• **SET TASK**:
Rewrite the items from the line containing "Mark every instance of the player's neck" through the end of the items, swapping "jersey" for "shirt" and leaving everything else unchanged.

------ SOURCE DATA

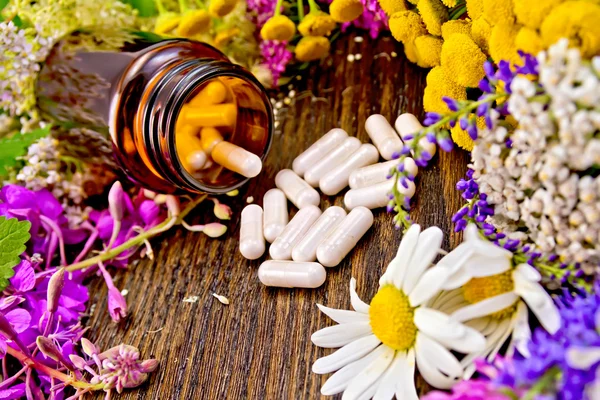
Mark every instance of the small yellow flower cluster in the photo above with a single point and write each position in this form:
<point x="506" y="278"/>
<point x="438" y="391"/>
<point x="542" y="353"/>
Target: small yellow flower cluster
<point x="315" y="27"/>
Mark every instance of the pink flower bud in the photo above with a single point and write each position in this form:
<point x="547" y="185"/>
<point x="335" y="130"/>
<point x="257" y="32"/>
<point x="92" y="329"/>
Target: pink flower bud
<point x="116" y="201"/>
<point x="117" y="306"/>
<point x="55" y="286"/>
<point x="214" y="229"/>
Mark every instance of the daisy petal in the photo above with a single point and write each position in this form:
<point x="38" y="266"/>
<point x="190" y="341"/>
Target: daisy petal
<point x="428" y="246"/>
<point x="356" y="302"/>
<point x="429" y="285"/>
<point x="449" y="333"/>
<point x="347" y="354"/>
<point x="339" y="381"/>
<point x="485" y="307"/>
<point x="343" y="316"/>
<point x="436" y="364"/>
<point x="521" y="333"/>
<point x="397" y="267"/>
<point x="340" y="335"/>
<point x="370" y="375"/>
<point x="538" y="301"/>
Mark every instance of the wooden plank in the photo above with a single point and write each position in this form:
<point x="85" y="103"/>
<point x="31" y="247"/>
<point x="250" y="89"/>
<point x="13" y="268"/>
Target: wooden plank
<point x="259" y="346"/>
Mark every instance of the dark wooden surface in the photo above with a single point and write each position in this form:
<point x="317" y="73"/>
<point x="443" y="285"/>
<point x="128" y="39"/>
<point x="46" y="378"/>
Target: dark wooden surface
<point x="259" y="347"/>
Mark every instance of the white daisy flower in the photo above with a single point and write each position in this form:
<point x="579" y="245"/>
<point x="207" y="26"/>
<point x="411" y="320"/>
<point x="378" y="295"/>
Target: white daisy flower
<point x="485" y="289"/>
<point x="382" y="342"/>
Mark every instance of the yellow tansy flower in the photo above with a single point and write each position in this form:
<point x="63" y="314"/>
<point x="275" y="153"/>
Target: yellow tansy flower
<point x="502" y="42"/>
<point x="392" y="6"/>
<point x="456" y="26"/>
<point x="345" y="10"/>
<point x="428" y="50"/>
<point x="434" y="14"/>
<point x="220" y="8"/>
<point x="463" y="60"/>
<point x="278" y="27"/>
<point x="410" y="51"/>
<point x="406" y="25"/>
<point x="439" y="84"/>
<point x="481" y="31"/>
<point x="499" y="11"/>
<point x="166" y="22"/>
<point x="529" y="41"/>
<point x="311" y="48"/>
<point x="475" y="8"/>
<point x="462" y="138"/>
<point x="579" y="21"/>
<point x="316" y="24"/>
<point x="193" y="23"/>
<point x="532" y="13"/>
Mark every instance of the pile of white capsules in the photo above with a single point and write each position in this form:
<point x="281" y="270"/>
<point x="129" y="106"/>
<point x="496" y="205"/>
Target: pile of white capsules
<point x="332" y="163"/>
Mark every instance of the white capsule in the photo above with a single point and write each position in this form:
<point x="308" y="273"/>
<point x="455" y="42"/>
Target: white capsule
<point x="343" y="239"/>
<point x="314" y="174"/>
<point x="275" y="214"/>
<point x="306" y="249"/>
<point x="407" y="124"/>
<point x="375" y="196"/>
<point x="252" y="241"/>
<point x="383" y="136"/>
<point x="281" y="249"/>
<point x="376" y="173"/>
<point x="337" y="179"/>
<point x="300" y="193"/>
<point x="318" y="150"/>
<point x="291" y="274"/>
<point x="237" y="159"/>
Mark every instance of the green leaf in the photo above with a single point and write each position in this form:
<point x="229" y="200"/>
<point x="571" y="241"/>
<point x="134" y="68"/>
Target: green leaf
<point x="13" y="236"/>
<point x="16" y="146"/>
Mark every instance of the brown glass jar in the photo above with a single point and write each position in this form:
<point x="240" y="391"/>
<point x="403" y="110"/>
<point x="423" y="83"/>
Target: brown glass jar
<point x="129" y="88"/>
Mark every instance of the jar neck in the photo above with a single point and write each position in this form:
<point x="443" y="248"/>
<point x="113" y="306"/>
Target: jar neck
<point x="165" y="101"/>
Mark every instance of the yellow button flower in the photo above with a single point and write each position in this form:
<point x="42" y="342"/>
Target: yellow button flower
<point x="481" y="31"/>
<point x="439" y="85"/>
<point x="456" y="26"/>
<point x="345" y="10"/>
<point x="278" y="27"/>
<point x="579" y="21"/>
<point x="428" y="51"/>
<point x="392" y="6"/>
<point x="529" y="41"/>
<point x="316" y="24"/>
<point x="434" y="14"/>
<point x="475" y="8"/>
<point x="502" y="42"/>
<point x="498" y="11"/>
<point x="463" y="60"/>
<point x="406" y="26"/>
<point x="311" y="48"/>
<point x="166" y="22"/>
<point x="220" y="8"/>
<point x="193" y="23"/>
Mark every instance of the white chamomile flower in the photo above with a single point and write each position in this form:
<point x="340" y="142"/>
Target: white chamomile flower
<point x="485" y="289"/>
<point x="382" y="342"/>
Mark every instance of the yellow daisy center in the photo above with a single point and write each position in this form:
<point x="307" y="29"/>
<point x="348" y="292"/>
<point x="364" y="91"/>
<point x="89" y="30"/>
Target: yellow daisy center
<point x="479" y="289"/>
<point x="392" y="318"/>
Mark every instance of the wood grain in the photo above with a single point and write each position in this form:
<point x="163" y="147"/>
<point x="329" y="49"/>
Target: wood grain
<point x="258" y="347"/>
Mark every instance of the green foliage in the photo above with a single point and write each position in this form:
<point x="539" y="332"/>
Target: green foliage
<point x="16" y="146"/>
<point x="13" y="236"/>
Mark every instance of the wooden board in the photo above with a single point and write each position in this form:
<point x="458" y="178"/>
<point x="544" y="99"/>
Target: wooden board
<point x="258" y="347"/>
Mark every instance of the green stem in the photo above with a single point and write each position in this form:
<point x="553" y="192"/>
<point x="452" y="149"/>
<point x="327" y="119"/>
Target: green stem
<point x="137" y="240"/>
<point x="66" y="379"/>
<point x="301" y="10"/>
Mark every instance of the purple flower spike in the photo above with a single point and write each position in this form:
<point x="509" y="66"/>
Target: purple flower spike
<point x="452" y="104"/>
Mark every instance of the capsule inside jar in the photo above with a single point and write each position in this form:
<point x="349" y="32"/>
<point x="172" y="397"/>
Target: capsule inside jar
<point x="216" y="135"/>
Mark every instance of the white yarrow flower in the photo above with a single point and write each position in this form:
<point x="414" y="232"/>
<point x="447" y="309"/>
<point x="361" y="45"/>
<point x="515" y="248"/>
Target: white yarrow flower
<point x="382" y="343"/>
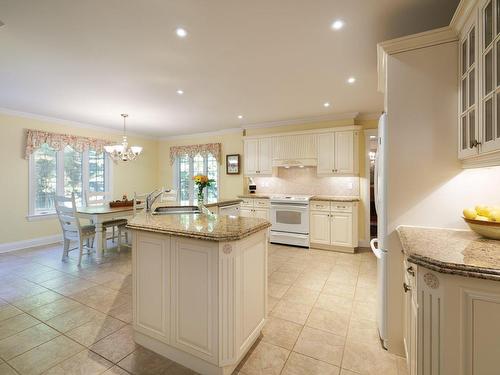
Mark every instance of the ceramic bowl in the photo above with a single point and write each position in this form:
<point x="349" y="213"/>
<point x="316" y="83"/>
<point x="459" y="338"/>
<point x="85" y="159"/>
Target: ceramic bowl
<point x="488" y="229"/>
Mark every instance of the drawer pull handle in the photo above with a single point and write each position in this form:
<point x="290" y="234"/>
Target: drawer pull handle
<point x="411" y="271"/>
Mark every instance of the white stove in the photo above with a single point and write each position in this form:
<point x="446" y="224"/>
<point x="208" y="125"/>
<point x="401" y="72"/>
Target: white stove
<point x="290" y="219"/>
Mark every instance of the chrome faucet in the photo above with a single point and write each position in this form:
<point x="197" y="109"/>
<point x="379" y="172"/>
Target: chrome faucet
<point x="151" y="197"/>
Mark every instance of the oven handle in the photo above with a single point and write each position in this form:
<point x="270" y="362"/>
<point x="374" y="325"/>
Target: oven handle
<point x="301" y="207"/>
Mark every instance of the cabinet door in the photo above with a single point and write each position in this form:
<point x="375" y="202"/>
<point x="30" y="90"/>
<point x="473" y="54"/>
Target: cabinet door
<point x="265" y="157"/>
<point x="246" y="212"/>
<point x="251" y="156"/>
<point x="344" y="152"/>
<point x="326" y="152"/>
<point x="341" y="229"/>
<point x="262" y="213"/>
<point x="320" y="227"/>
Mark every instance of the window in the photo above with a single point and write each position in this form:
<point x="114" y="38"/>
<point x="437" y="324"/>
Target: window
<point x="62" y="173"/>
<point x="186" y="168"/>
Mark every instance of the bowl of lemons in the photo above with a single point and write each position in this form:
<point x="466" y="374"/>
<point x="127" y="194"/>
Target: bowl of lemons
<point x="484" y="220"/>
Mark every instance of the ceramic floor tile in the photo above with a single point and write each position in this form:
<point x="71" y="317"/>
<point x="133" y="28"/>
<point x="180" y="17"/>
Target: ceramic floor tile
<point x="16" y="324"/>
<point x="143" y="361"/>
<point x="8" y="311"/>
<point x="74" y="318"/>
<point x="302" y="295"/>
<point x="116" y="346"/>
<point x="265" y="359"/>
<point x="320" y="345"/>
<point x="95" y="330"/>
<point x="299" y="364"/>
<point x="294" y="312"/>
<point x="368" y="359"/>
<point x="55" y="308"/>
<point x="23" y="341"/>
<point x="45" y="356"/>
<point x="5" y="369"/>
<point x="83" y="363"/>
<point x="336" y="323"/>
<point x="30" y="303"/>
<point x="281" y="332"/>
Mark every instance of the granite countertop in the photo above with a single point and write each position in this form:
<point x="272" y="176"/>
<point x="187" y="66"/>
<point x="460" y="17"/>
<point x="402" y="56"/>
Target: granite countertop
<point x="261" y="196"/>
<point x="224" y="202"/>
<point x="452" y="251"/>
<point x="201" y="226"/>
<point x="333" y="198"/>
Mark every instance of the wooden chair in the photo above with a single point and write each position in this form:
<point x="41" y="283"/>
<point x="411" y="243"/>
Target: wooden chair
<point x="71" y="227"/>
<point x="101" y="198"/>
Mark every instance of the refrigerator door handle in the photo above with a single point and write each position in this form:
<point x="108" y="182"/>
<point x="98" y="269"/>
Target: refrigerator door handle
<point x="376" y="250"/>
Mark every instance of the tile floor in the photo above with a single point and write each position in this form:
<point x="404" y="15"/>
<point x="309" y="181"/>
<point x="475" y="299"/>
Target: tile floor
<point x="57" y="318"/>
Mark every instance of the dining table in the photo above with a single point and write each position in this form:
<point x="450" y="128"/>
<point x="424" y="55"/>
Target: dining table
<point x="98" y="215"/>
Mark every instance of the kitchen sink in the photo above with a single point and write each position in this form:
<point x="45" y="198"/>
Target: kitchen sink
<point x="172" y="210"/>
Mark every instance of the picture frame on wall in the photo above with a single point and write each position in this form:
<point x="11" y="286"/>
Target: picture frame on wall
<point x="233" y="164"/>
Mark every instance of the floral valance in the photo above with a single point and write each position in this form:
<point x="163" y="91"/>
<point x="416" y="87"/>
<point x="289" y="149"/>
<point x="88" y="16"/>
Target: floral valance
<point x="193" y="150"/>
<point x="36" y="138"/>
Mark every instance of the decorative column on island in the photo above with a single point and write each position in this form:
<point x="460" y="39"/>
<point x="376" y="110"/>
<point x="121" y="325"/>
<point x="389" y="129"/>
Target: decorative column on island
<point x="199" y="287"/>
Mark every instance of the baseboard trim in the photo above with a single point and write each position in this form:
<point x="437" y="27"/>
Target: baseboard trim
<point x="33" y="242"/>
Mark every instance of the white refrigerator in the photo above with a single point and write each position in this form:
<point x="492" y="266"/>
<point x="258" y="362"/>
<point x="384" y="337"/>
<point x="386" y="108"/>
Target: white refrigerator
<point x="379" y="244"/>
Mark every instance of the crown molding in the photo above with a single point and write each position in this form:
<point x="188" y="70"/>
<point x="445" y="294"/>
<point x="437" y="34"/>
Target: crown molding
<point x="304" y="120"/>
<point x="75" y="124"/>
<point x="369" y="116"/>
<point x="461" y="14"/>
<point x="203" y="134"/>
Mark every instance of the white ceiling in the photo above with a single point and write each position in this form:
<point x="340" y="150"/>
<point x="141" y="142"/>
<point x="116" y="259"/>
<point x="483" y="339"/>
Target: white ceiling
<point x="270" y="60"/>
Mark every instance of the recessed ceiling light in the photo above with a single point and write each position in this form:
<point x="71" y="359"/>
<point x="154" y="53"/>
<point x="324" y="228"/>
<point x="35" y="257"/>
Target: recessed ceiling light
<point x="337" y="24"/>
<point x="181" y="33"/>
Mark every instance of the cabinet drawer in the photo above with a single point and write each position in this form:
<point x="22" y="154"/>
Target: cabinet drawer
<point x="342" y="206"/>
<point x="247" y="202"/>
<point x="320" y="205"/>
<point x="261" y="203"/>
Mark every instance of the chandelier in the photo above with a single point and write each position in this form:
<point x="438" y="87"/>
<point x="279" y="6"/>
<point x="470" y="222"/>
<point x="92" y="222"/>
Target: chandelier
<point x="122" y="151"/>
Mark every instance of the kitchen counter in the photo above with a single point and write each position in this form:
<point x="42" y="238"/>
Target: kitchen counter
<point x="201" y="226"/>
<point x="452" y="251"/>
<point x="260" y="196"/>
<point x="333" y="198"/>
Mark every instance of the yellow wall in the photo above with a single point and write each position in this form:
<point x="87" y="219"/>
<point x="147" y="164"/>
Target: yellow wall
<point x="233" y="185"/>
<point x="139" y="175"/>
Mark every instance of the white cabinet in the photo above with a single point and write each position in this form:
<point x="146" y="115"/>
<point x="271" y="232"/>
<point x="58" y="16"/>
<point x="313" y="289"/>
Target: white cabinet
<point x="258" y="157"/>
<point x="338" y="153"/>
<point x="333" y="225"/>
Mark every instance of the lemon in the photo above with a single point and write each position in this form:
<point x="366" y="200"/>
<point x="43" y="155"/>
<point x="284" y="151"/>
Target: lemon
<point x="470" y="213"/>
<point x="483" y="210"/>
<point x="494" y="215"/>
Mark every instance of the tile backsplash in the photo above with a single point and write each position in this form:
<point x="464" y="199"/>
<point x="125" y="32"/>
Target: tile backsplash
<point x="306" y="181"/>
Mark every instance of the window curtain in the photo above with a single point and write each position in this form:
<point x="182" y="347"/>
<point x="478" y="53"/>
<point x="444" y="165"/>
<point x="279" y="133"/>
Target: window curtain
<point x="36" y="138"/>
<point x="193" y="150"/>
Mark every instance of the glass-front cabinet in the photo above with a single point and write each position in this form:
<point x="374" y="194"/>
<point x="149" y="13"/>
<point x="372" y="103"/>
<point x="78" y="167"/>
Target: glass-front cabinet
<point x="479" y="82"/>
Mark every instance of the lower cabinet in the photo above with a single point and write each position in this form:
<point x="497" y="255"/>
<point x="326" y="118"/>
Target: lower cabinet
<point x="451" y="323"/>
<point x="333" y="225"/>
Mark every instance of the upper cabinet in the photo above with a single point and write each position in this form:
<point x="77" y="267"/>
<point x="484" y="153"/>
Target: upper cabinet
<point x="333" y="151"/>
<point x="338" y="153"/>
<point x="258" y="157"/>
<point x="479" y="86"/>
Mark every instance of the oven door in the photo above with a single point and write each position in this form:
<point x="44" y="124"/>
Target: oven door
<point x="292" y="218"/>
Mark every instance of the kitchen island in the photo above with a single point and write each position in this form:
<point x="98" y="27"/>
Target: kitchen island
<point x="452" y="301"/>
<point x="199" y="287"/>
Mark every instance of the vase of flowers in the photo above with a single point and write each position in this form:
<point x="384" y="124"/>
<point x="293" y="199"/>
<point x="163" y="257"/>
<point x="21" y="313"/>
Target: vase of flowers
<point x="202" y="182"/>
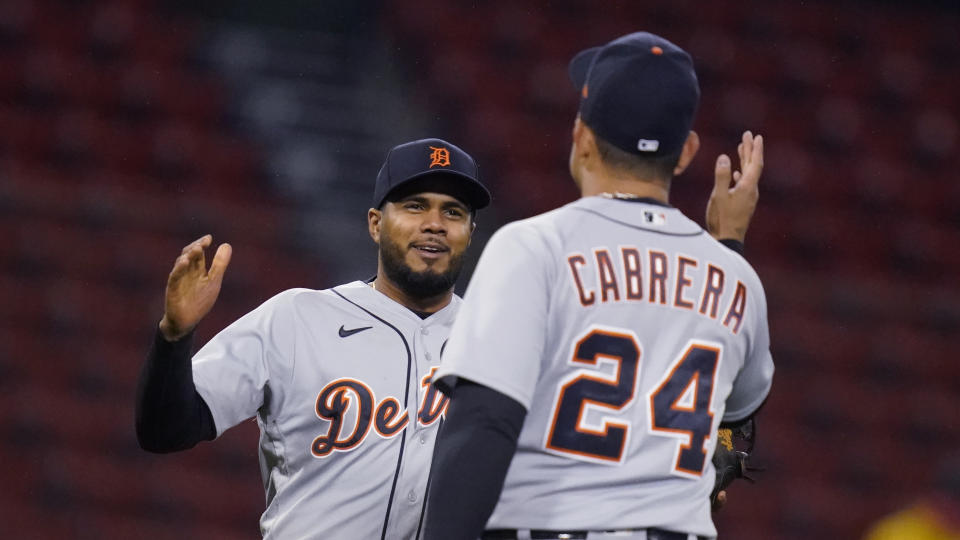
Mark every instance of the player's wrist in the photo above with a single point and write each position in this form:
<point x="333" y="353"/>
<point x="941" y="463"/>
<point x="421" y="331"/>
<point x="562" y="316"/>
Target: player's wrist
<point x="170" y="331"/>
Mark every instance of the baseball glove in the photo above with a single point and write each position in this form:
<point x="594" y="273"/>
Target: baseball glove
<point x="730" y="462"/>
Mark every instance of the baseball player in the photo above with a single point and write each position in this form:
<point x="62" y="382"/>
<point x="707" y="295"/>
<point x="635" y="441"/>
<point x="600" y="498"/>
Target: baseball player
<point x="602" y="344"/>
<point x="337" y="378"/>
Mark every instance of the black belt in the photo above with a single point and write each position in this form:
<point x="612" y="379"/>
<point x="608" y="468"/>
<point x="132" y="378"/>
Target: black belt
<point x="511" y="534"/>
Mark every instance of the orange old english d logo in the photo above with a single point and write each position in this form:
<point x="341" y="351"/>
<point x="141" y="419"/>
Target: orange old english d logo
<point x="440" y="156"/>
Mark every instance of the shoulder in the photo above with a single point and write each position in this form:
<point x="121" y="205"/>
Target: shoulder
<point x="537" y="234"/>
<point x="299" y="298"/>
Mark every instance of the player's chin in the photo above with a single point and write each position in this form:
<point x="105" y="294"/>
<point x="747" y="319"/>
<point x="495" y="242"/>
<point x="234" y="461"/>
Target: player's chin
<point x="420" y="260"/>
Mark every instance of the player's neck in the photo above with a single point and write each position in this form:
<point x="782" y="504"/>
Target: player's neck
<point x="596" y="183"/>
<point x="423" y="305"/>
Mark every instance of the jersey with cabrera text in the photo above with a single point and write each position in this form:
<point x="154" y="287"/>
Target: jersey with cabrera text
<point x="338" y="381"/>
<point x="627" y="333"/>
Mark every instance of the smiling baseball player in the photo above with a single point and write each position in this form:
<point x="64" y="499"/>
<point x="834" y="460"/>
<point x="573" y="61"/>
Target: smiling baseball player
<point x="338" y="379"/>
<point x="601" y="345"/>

------------

• **EXERCISE RESULT**:
Mark every instance of the player's neck in the photo above with a single point and write each position in this form:
<point x="782" y="504"/>
Target: player's neck
<point x="596" y="183"/>
<point x="423" y="305"/>
Mark every instance of the shirt with cabrera text in the photo above with a single point and write each position in this form:
<point x="154" y="287"/>
Target: shirt with cabrera text
<point x="338" y="381"/>
<point x="627" y="333"/>
Mark every instance of the smiling baseball player in the photo above with a single point and write each position in this form:
<point x="64" y="499"/>
<point x="834" y="460"/>
<point x="573" y="61"/>
Target: smiling baseball player
<point x="338" y="379"/>
<point x="601" y="345"/>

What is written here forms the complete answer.